[PROVIDED INFORMATION Boundary: Start]
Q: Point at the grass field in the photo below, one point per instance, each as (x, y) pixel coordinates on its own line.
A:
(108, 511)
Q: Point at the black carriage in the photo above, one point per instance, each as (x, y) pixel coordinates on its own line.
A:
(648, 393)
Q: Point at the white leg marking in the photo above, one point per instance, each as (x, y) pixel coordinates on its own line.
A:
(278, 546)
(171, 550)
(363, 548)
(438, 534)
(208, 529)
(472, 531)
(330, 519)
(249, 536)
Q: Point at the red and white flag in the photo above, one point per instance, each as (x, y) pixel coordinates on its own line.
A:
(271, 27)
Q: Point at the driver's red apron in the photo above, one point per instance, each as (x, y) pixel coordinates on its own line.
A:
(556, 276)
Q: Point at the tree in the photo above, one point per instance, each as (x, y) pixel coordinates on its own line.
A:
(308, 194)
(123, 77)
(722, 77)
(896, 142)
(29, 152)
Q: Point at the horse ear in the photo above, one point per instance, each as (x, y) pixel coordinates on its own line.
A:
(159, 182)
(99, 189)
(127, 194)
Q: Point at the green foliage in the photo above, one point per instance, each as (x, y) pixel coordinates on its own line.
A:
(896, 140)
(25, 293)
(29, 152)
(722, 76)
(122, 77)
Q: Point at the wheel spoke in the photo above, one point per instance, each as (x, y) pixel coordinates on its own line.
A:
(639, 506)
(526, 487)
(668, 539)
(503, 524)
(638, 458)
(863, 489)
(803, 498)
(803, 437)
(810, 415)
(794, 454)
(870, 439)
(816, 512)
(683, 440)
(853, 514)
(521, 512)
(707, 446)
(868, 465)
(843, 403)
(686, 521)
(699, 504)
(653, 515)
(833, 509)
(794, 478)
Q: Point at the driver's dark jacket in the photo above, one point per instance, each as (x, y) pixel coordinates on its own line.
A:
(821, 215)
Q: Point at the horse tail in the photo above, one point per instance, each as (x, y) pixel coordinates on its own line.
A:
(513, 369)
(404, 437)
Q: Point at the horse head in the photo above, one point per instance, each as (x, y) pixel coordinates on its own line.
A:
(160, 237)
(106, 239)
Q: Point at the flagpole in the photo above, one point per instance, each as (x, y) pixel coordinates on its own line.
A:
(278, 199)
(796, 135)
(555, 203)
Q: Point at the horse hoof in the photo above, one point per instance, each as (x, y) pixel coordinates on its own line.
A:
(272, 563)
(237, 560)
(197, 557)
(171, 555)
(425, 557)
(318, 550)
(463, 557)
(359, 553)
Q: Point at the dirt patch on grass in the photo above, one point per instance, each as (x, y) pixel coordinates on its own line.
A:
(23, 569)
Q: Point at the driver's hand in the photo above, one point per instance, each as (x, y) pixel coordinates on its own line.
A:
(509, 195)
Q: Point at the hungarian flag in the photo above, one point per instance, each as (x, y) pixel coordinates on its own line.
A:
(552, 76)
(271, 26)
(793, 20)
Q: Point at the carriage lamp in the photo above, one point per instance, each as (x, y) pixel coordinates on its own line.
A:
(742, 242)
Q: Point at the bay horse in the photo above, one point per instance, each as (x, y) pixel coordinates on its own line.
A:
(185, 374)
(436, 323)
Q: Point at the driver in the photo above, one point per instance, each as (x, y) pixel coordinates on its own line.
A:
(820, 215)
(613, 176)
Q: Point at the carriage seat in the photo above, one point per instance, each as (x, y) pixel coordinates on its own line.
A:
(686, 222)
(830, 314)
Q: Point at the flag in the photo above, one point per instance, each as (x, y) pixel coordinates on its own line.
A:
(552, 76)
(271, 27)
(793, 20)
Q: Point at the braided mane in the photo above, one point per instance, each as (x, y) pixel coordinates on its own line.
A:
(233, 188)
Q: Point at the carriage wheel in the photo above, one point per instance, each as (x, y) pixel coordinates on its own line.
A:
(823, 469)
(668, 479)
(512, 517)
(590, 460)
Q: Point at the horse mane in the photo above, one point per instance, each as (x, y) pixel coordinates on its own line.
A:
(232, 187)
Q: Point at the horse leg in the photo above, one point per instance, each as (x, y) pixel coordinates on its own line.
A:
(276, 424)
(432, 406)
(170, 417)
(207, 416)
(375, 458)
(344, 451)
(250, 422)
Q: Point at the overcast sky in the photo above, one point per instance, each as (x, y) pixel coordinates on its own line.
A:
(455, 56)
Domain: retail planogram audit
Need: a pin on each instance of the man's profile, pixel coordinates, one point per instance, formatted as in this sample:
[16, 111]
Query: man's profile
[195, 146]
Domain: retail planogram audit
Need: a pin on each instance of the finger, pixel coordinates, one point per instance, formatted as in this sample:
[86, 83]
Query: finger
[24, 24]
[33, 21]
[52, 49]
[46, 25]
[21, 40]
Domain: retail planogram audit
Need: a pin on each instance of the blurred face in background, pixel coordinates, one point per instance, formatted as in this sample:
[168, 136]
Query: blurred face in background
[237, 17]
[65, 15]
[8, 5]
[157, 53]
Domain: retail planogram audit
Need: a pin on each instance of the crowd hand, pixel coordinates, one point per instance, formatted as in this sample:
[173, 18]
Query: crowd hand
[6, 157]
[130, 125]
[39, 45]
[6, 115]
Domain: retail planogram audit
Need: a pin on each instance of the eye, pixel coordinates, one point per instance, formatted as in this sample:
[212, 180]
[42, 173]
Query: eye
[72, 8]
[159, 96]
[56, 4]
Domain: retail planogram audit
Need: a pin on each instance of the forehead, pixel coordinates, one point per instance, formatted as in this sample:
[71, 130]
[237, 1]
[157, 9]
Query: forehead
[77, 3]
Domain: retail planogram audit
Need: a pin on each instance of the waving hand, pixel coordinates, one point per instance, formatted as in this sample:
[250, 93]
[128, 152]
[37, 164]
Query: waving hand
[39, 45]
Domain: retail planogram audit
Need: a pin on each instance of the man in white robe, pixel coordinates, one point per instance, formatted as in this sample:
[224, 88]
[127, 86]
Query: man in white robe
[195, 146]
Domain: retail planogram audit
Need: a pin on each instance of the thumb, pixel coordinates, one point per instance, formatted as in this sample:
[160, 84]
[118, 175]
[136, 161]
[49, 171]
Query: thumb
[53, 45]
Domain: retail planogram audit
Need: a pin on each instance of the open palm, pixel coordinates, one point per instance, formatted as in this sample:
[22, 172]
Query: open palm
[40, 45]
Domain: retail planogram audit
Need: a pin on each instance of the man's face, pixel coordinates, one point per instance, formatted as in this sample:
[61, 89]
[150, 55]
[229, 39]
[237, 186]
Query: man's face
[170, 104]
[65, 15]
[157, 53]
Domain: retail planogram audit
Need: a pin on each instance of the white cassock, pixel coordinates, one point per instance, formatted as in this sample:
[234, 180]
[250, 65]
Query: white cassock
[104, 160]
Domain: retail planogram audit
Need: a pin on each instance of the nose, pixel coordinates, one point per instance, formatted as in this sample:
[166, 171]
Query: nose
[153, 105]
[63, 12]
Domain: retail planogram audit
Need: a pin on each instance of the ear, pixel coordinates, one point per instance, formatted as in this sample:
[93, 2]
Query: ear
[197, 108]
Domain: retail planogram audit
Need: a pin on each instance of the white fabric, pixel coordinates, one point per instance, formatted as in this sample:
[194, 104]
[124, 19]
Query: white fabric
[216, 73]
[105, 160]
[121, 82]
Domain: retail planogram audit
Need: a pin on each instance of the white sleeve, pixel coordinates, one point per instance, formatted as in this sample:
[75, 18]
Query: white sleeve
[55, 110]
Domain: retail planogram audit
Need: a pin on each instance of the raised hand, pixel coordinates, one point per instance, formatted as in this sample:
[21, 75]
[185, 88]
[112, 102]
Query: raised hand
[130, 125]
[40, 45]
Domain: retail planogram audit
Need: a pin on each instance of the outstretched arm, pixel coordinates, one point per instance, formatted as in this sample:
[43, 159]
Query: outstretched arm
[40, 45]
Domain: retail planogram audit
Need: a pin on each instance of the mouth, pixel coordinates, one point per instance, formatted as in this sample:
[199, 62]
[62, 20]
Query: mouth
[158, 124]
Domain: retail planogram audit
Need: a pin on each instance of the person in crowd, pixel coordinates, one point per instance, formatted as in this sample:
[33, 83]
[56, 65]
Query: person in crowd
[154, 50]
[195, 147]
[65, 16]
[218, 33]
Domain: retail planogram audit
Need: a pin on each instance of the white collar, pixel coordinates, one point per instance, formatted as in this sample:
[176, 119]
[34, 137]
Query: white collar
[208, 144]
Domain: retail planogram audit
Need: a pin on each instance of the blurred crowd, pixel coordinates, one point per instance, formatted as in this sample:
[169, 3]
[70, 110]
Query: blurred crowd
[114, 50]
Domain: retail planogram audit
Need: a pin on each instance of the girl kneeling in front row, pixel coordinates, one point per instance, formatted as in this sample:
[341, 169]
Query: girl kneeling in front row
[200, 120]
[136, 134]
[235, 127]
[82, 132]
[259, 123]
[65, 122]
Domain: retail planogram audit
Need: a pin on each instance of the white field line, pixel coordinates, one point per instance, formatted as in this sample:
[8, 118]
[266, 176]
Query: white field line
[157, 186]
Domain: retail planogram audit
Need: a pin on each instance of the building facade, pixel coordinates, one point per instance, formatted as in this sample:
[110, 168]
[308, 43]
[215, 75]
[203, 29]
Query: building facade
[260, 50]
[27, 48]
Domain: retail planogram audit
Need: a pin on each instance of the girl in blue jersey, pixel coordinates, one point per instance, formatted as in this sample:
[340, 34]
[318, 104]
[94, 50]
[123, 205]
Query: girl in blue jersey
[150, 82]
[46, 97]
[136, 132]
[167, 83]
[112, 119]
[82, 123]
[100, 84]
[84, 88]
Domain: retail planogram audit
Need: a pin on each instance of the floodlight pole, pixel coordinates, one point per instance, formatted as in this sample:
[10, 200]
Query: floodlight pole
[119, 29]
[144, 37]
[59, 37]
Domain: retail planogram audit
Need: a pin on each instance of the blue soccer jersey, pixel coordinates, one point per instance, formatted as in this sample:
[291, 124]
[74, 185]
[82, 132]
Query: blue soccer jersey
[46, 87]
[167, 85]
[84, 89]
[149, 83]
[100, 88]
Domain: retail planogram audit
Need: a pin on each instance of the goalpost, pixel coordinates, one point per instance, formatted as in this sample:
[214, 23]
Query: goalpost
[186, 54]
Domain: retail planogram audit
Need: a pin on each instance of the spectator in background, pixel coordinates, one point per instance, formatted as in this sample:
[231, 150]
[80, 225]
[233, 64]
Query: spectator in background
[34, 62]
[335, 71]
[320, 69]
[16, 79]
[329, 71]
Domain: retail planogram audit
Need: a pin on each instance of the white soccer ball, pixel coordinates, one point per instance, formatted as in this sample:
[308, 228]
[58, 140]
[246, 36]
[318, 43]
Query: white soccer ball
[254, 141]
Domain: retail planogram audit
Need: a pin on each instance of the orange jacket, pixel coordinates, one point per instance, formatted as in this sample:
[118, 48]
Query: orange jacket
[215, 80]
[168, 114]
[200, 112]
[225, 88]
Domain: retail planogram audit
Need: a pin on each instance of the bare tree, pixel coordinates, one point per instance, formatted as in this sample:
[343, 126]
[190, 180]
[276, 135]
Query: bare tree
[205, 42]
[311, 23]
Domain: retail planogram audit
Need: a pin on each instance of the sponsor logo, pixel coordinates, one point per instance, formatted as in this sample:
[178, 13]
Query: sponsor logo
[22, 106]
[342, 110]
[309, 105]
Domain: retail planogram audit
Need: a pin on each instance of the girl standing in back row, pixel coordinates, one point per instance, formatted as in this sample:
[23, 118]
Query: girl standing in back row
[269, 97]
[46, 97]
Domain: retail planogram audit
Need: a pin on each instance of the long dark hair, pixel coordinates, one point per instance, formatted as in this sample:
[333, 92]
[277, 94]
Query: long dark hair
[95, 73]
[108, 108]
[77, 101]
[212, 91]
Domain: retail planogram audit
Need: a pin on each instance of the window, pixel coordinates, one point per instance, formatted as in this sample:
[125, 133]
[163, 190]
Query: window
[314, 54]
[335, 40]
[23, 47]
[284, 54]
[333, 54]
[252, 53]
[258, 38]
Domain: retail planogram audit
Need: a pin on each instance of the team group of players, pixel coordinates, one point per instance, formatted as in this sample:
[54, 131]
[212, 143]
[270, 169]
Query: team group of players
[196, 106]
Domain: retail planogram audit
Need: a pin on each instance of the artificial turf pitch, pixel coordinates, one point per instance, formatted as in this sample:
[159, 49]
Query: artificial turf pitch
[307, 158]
[PROVIDED INFORMATION Boundary: End]
**PROBLEM REQUIREMENTS:** Scan the entries and show every line in which the word "driver" is found.

**SOLUTION FOR THIS EXERCISE:**
Q: Point at the driver's red apron in the photo above, one point per instance, each as (x, y) pixel coordinates on its own line.
Q: Point at the driver's dark jacket in the photo above, one point per instance, each as (x, y) pixel coordinates on its own line.
Q: Point at the driver's hand in the photo above, one point per instance, each as (x, y) pixel coordinates on its own line.
Q: Point at the driver in the photo above, one point per instance, each as (x, y) pixel coordinates on its own line.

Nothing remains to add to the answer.